From the records below, gather every line that contains the word "shirt" and copy each such line in full.

++++

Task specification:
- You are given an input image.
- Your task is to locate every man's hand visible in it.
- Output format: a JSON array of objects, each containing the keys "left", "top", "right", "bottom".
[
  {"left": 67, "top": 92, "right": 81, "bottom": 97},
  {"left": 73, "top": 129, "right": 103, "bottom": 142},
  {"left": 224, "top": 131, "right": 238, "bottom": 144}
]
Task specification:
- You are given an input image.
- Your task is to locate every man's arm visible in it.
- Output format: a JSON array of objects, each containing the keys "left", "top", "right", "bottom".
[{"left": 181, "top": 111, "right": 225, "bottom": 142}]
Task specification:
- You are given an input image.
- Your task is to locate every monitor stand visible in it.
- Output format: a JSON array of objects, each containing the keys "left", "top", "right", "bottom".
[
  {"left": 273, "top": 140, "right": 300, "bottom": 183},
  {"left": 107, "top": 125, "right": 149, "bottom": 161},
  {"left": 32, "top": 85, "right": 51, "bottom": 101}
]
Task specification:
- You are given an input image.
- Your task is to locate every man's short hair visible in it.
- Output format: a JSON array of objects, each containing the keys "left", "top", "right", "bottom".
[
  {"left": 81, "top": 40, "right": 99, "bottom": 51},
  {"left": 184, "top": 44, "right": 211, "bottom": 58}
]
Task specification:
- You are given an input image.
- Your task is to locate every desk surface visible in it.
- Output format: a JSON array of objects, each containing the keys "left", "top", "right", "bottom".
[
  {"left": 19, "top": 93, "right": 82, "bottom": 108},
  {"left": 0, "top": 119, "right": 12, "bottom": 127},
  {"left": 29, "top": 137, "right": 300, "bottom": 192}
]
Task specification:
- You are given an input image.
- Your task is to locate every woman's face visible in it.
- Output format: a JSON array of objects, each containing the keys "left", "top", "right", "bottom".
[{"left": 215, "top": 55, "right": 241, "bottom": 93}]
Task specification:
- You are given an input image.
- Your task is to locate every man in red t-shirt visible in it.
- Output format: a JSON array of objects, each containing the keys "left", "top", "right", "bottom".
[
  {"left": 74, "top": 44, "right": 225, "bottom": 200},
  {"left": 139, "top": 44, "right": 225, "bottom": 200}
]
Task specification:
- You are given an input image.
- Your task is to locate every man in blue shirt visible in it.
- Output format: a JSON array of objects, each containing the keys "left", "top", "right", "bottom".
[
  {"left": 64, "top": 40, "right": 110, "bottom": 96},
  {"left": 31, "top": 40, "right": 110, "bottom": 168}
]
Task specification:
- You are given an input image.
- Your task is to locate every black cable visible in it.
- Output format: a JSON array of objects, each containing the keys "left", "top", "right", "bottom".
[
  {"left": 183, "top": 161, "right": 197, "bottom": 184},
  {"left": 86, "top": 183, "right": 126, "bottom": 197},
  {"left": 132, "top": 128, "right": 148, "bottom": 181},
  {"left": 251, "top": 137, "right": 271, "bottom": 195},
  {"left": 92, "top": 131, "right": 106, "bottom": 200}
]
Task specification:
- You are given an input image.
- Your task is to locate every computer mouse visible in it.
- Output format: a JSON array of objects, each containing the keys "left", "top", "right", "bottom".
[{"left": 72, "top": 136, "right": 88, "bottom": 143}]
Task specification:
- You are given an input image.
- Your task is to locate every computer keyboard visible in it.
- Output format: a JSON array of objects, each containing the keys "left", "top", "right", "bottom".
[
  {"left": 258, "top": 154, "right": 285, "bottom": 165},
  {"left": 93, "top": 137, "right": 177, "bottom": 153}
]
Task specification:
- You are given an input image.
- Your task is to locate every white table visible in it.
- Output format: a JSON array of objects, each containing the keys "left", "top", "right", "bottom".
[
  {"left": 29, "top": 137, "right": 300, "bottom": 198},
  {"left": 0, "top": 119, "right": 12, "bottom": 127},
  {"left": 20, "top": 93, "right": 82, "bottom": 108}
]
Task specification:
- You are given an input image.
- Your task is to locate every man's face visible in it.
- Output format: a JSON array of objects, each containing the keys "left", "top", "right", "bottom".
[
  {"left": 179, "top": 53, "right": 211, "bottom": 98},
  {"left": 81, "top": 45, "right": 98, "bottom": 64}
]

++++

Complete output:
- Your task is to locate every man in red t-shirt visible in it.
- Your task is to locate every man in blue shirt visible in it.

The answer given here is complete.